**Passage to read**
* * * * * * *

Small Training Steps Build on a Game of Fetch 

The training for both dogs and people is done in small steps. Training begins by rewarding a dog’s natural curiosity.

“Dogs who are toy obsessed work well in our program,” says Hartman. “Throwing the ball to them is their reward. We begin by asking the dog to locate species-specific scat and reward their interest. Layering on additional behaviors, we ask them to sit after they locate the scat then reward with a ball. We imitate fieldwork by hiding the scat. The dogs learn to trace the scent particles all the way back to their origin, enabling us to find and collect scat in the field.”

The dogs pick up on the game, quickly associating the reward of playing ball with finding a scent. But each dog ‘speaks’ to bounders differently. Some stand, others lie, when they have located an item of interest. The bounders learn to notice small things, a change in posture or behavior, a look the dog has, maybe an ear flick, or a tail wag that alerts them that the dog might be on the trail of something interesting.

Mutual Trust and Respect Cement Relationships 

The bounders also learn that terrain, wind currents, and weather all impact scent work. Using this knowledge and their relationship with the dogs, bounders help the dogs remain motivated during long hours of searching. “After the initial training time together, practice is needed to develop a relationship that results in good teamwork. Communication skills between the team members continually develop,” Hartman notes.

* * * * * * *

**Given entries**
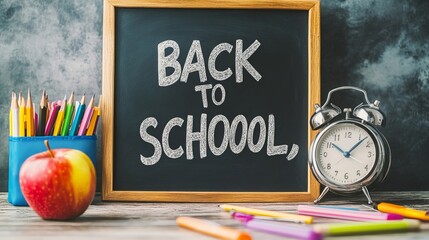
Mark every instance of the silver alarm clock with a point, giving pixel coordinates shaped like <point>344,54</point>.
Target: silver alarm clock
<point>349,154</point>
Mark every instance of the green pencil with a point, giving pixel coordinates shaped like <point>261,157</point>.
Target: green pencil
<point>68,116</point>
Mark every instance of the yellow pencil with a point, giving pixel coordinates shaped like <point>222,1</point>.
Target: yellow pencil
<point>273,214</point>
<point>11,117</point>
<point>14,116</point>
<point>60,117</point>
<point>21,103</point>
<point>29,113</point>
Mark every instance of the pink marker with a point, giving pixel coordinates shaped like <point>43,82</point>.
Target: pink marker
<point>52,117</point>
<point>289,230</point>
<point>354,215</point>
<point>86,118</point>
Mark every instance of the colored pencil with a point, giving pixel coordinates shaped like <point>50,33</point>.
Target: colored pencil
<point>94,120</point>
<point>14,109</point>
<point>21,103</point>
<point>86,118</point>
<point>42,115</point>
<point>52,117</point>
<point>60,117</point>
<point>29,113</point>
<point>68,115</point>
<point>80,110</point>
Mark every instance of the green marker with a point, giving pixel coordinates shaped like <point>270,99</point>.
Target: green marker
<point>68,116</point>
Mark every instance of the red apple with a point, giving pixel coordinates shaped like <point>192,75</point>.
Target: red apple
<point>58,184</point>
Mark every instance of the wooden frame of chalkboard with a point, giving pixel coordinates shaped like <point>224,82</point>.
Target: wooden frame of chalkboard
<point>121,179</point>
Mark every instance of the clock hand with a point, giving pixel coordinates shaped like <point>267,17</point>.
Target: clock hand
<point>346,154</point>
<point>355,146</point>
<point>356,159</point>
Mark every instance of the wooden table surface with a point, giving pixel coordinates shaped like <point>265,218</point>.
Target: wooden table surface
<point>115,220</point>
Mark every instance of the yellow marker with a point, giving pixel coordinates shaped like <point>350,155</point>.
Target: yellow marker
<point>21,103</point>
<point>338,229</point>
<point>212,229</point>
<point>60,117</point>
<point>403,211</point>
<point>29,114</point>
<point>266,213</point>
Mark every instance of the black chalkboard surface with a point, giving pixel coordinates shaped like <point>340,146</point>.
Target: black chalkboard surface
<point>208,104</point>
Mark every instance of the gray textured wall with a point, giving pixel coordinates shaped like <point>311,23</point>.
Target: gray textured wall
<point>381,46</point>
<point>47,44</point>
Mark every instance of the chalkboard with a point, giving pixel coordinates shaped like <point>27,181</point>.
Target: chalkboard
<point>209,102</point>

* * * * * * *

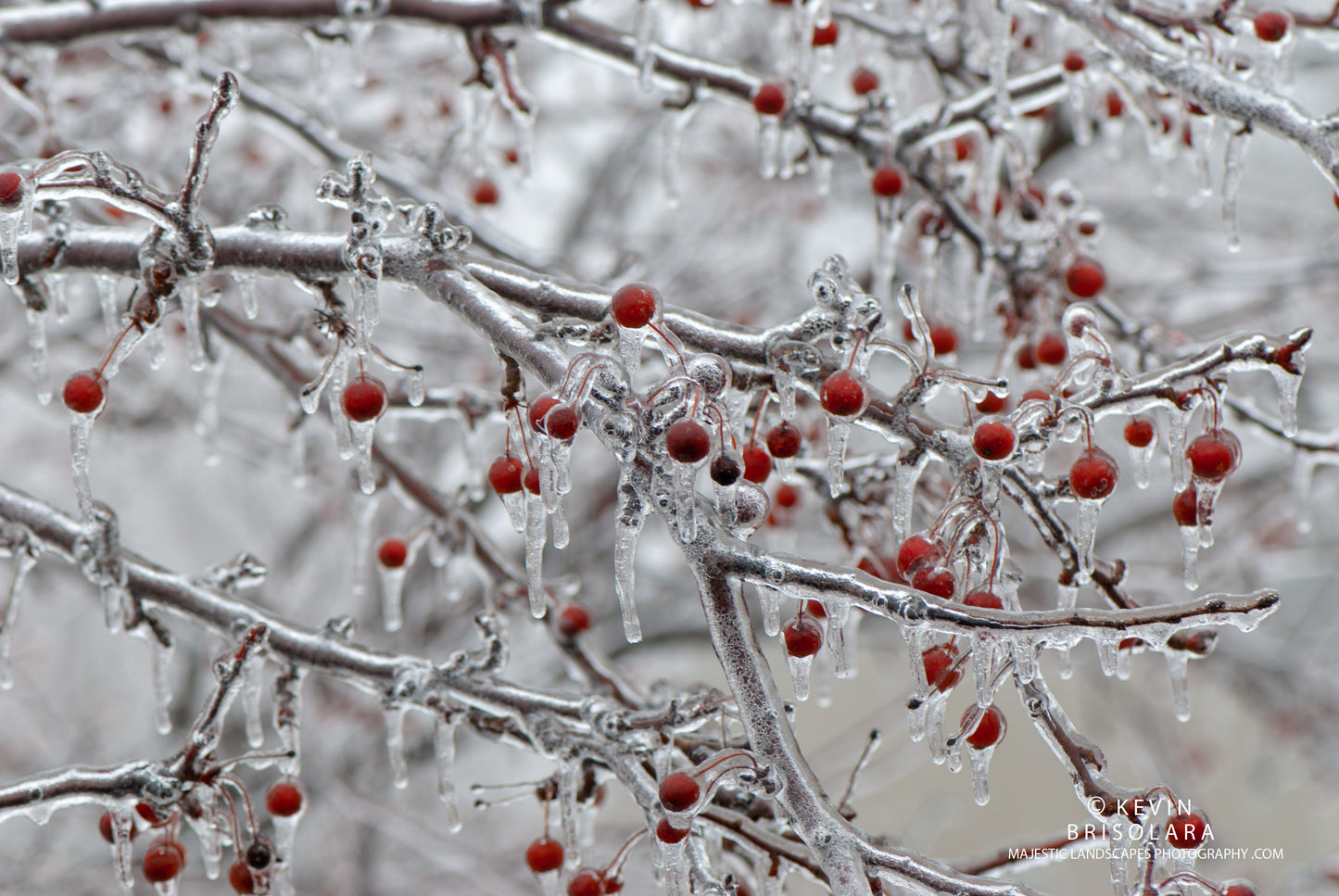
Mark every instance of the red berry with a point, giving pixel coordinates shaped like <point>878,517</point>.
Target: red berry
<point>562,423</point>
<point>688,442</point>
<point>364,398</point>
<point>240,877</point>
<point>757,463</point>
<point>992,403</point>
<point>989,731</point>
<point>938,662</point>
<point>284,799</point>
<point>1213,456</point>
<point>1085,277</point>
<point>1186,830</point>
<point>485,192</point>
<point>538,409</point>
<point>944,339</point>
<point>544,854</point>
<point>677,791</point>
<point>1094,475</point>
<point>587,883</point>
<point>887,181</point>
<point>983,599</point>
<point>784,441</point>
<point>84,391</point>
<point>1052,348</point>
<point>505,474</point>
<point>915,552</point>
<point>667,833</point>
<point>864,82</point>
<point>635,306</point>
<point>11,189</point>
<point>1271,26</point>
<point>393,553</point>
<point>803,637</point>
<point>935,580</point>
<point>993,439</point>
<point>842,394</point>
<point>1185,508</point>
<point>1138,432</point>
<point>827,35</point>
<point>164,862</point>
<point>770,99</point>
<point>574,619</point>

* * * * * * *

**What this task involves**
Using the passage on training scent-detection dogs, answer the following:
1. What does the dog get as its reward?
2. What is the dog asked to do after it locates the scat?
3. Which three factors does the passage say impact scent work?

**Written response**
1. Having the ball thrown to it.
2. Sit.
3. Terrain, wind currents, and weather.